(Problem requirements) Set every entry down again, unchanged, picture-free.

(Entries provided)

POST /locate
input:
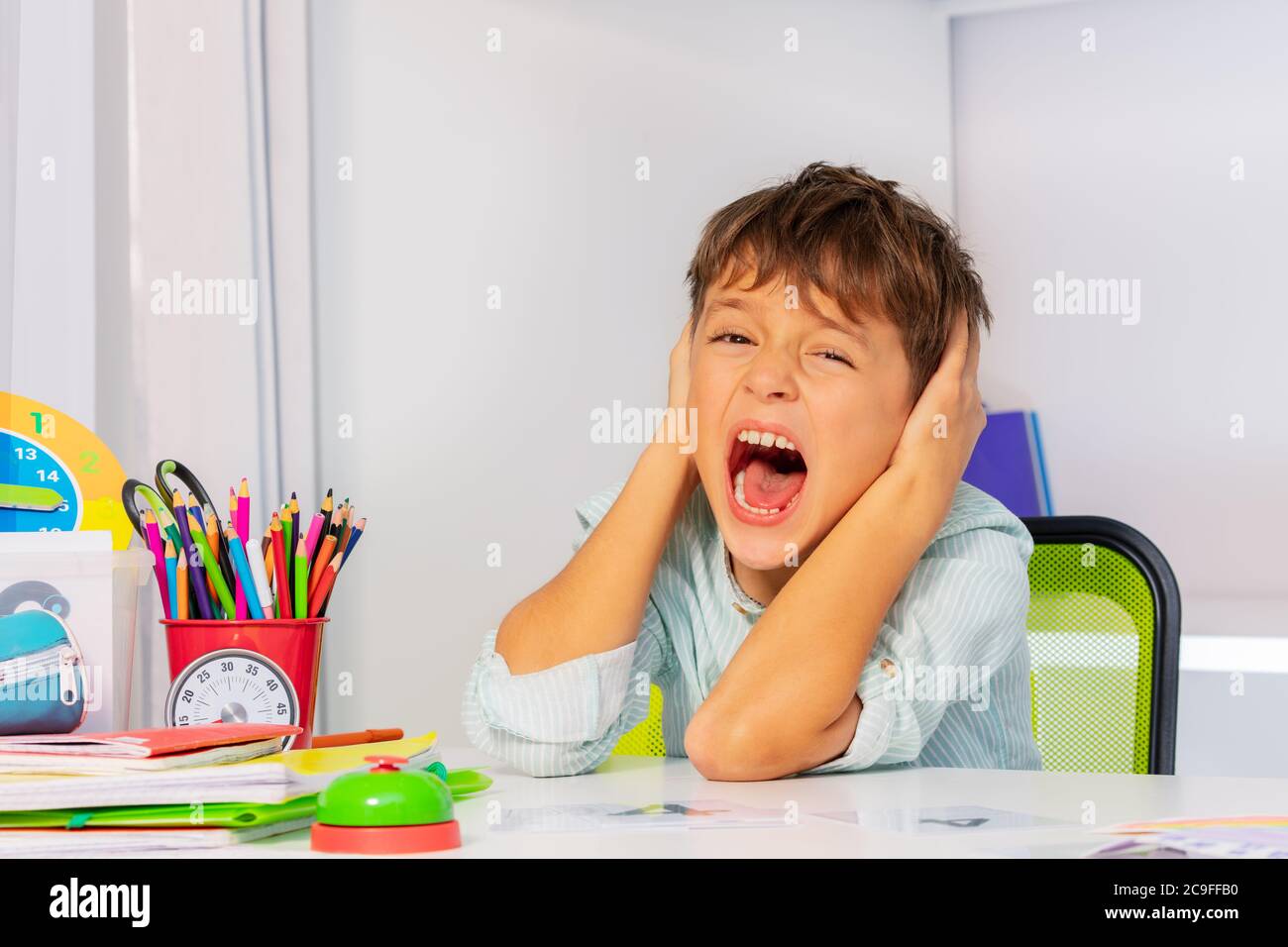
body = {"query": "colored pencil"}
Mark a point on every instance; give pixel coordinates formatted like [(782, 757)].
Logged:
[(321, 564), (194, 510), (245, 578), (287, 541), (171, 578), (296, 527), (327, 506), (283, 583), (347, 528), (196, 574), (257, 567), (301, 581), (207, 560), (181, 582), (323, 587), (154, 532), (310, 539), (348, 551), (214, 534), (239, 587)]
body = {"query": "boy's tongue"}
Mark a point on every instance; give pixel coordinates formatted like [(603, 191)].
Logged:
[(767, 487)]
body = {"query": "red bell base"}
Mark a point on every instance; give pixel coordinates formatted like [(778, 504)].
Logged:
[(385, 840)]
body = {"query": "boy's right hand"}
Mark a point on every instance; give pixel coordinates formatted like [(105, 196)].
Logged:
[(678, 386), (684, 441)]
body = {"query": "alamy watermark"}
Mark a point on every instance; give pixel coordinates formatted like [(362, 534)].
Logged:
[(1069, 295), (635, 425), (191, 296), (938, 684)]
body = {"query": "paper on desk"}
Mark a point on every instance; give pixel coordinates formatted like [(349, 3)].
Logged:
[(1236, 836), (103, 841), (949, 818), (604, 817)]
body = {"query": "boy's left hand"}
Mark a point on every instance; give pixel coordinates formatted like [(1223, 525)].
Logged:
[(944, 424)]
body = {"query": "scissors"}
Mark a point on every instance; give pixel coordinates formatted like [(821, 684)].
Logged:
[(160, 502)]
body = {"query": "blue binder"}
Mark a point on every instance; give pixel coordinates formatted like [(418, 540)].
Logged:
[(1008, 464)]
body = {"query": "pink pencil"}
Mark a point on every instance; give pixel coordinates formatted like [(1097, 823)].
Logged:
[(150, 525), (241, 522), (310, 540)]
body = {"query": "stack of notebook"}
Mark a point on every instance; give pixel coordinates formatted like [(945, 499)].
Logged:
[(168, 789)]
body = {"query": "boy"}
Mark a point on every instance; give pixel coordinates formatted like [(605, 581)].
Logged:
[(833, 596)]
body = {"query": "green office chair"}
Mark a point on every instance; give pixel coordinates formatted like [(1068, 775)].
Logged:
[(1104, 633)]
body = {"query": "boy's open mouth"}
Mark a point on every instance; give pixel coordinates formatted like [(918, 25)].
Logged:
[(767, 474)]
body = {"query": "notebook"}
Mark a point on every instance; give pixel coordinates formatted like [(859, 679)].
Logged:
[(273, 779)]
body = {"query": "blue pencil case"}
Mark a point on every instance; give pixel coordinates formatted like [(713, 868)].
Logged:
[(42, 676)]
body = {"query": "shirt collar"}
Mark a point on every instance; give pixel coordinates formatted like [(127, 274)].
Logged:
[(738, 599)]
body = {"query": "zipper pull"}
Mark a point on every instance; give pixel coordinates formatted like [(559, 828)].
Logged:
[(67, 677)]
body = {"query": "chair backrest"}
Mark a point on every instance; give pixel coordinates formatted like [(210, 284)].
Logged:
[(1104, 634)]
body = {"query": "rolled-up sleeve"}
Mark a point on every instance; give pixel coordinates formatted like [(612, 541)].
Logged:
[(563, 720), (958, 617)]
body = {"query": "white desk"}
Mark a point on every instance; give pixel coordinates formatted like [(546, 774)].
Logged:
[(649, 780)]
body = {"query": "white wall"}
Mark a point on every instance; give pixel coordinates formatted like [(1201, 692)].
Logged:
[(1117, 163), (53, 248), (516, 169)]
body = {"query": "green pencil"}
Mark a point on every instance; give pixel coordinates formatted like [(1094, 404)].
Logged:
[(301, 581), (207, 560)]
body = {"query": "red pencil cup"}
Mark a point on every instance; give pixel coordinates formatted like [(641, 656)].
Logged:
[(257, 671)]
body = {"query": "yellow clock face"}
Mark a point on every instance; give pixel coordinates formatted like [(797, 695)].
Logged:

(Final answer)
POST /locate
input:
body = {"query": "colored pencil"}
Mark a point on every instance; give pixel coordinates formatted like [(782, 757)].
Logged:
[(321, 564), (194, 510), (245, 578), (287, 541), (171, 578), (296, 527), (327, 506), (283, 583), (347, 528), (196, 574), (257, 567), (301, 581), (207, 560), (181, 582), (323, 587), (154, 532), (310, 539), (348, 551), (214, 534), (239, 587)]
body = {"query": "boy's tongue"}
Mark a point on every instance; give pixel coordinates formatted like [(603, 191)].
Logged:
[(767, 487)]
body = {"query": "red bell base"}
Mark a point on every instance; give pixel coordinates formatted like [(778, 504)].
Logged:
[(385, 840)]
body = {"query": "boy's right hand"}
Mark a point on every instance; give pixel coordinates formatted like [(105, 196)].
Logged:
[(678, 386), (684, 441)]
body = {"query": "alamy watermark"}
Mark a point on every instance; give pixel coordinates formatted like [(362, 534)].
Logged:
[(1069, 295), (635, 425), (191, 296), (938, 684)]
body = {"query": "paper on desk"}
Mark a point on every instance; give pixel coordinates formatted like [(349, 3)].
Logged:
[(1236, 836), (103, 841), (949, 818), (604, 817)]
body = {"query": "boy's left hand"}
Mark a point on every instance; give pixel coordinates formatted like [(1223, 525)].
Logged:
[(944, 424)]
body = {"query": "scissors"}
Mark a point on every instance; give pixel coordinates formatted like [(821, 684)].
Logged:
[(160, 502)]
body = {"query": "blue binder"}
Mark a point on every instance; give pixel coordinates formatted like [(418, 540)].
Logged:
[(1008, 464)]
body = {"query": "pink pencil"}
Mark a point on every instance; give pixel coordinates formatted like [(1097, 823)].
Logged:
[(150, 525), (241, 522), (310, 540)]
body = {"query": "stack of notebook"}
Mark a point on every instance; give pixel coordinates formatted like [(945, 499)].
Logged:
[(168, 789)]
body = {"query": "boy"}
Mark a point on every instance; give pixel coordinates formatted like [(605, 581)].
Logged:
[(833, 596)]
body = {"query": "green office chair"}
Mark a point on every instance; give pixel coordinates formatted like [(1068, 775)].
Logged:
[(1104, 633)]
body = {"query": "boy's open mouth"}
Mark a point on every instance; give pixel coordinates formatted like [(918, 25)].
Logged:
[(767, 474)]
body = {"query": "notebook"}
Mark a point on every instance; give pixel coordinates formatted like [(859, 679)].
Logged:
[(273, 779)]
body = {"query": "blue pencil case"}
Mark a point on every instance; give pixel coordinates formatted like [(713, 868)].
Logged:
[(42, 676)]
body = {"query": "shirt collar"}
Mark a point on every instance; give pixel coordinates formatted like [(127, 274)].
Logged:
[(738, 599)]
body = {"query": "zipper pull"}
Mark a point on every instance; give pixel coordinates formatted like [(559, 828)].
Logged:
[(67, 677)]
body = {"query": "chair backrest"}
Mark a point on every instance; give pixel coordinates formatted like [(210, 284)].
Logged:
[(1104, 634)]
body = {"query": "rolled-up sleeve"}
Mark a point on every instance; give pixel coordinates formatted like [(612, 541)].
Logged:
[(563, 720), (958, 617)]
body = {"query": "white desk"}
Mark a point on every instance; give pixel coordinates formatted like [(546, 774)].
Logged:
[(649, 780)]
body = {"query": "white wall"}
Mark a point on every instance; give pixel coordinates formatted like [(1201, 692)].
Logged:
[(1117, 163), (53, 248), (516, 169)]
body = {"query": "green pencil"}
Mark a point on every instance; give pixel coordinates formatted like [(1094, 404)].
Logged:
[(301, 581), (207, 560)]
body = {"query": "red pencil cup"}
Mark a point on every instance; give pixel coordinates formatted like [(641, 656)].
Logged:
[(257, 671)]
body = {"query": "yellow clock face"}
Mark a point on every instance; give pixel coordinates formatted like [(797, 695)].
Logged:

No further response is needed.